- CONSEGNA: Prosegui il brano sulle critiche rivolte a De Raffaele, partendo dal punto in cui si interrompe.
=== BRANO DI LETTURA ===
Puntualmente però, alle prime difficoltà scoppiano le critiche attorno a De Raffaele. “Potrei metterli in fila i cantori del nostro de profundis: giornalisti, pseudotifosi. Se poi ogni volta li smentiamo con un trofeo, va bene così”. Forse chi contesta fatica a capire. “Il perché non ci interessa: siamo sempre stati coerenti sul lavoro e sulle idee. Abbiamo scelto di mantenere questo gruppo negli anni perché convinti che ognuno avesse ancora qualcosa da dare, spremendosi per raggiungere il 100 per cento. Un concetto troppo spesso trascurato: il basket di oggi è tutto e subito. C’è poca pazienza da parte dei club, ossessionati dai risultati. Alla Reyer i risultati sono parte di un progetto più ampio: fare coaching”.
=== ESTRATTI DI DATI ===
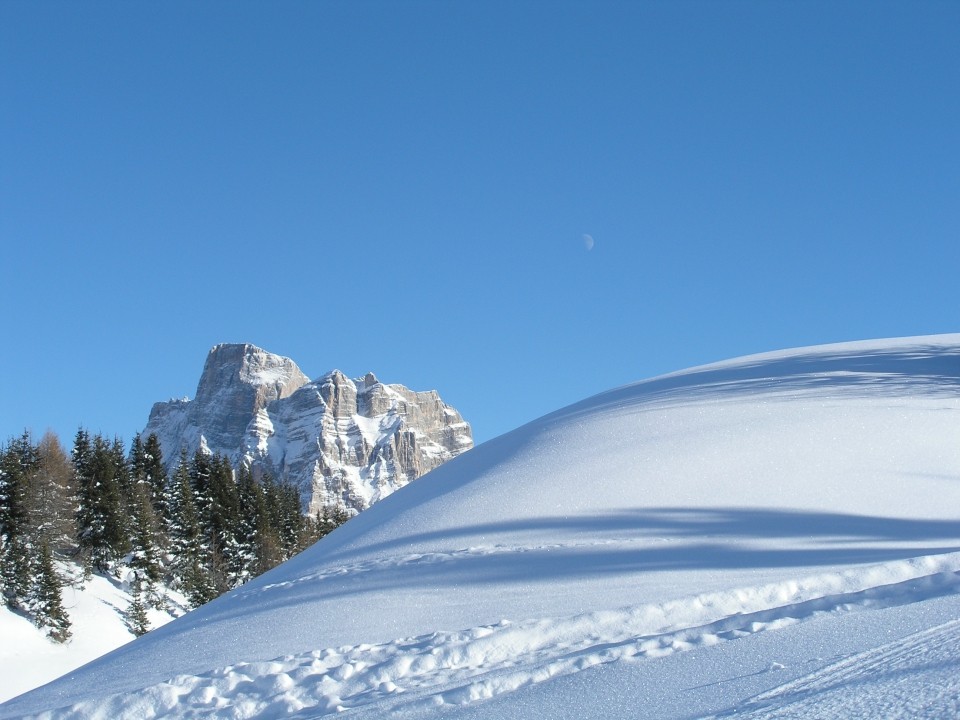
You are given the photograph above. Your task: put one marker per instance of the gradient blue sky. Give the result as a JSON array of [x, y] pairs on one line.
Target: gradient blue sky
[[405, 187]]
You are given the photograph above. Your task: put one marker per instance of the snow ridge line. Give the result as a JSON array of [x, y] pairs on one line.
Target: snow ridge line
[[458, 668]]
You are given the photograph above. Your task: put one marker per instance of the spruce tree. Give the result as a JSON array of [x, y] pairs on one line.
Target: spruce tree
[[101, 474], [156, 476], [186, 543], [46, 600], [136, 615], [18, 467], [53, 498]]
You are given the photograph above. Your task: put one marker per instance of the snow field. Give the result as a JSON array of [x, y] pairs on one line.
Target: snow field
[[684, 545], [460, 668]]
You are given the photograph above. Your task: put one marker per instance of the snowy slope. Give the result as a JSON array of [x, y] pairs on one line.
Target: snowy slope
[[762, 535], [96, 608]]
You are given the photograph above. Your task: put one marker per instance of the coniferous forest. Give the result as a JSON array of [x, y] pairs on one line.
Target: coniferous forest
[[207, 528]]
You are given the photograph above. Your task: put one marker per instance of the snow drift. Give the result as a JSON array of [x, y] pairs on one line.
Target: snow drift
[[651, 544]]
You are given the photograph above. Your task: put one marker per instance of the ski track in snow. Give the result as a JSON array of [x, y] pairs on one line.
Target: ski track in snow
[[914, 677], [459, 668]]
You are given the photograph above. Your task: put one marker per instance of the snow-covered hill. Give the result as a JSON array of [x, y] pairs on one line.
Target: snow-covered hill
[[773, 535], [97, 608]]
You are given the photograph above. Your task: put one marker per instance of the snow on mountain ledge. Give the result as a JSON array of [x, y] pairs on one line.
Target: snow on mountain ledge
[[343, 442]]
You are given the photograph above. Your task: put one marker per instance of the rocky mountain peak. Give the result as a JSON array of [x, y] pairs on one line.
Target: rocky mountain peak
[[343, 442]]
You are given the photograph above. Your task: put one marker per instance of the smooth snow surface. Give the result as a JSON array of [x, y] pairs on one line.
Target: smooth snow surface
[[774, 536]]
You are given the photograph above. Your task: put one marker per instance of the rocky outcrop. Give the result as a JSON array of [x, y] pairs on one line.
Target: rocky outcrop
[[343, 442]]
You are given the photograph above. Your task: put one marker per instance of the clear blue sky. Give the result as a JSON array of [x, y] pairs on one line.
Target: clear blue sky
[[405, 187]]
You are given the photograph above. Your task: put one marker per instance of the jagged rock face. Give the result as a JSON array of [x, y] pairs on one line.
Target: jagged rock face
[[343, 442]]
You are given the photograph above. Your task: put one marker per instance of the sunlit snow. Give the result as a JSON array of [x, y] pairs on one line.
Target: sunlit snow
[[774, 536]]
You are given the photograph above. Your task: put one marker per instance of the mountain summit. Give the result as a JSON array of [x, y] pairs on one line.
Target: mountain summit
[[343, 442]]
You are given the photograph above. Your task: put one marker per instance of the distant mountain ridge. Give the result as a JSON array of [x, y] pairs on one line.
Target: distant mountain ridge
[[341, 441]]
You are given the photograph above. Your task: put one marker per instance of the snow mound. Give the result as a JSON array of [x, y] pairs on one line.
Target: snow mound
[[633, 547]]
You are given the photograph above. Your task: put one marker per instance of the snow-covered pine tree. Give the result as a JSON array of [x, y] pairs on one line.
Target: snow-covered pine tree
[[186, 544], [52, 502], [18, 467], [136, 614], [101, 527], [46, 602]]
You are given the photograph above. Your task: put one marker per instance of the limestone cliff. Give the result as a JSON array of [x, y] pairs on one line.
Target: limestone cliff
[[342, 441]]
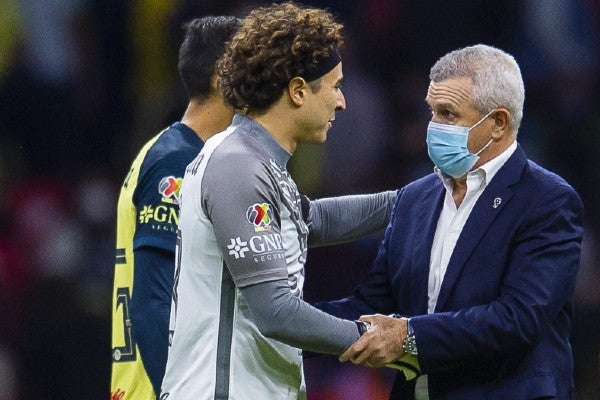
===
- RISPOSTA SCRITTA:
Ha vinto tutto. Eppure non è un caso, se pensando alla partita clou della sua gestione, De Raffaele cita una sconfitta: “In Turchia contro il Pinar Karsiyaka. Ambiente ostile, bolgia sugli spalti e battaglia in campo. Dall’andamento pazzesco: sotto di 15 nel primo quarto, lì è venuto fuori il vero senso della squadra e abbiamo ricucito fino al -3, completando la rimonta al ritorno”. La Reyer finirà quarta, in quella Champions League 2017. “Facile scegliere gara 7 contro Sassari – il capolavoro dell’ultimo tricolore – o gara 5 contro Trento – lo spartiacque del precedente. Ma quel ko mi è rimasto dentro. Ci ha dato la percezione di quanto avremmo potuto fare nel lungo termine”. Insieme alla lunga vita on the road. Dove si forma l’anima di uno spogliatoio di basket: “Ne succedono davvero di tutti i colori, e di mezzo c’è spesso Stone – tipico chill guy: una volta, dopo una trasferta in Finlandia, dovevamo ripartire all’alba con un microaereo. Gelo, neve. Non riuscivamo più a trovare Julyan: era rimasto a letto. Arrivò comunque prima del nostro addetto stampa, che aveva rischiato di restare là per davvero. Così pagò la colazione a tutti. Che con i prezzi di Helsinki è come una cena di pesce a Mestre”.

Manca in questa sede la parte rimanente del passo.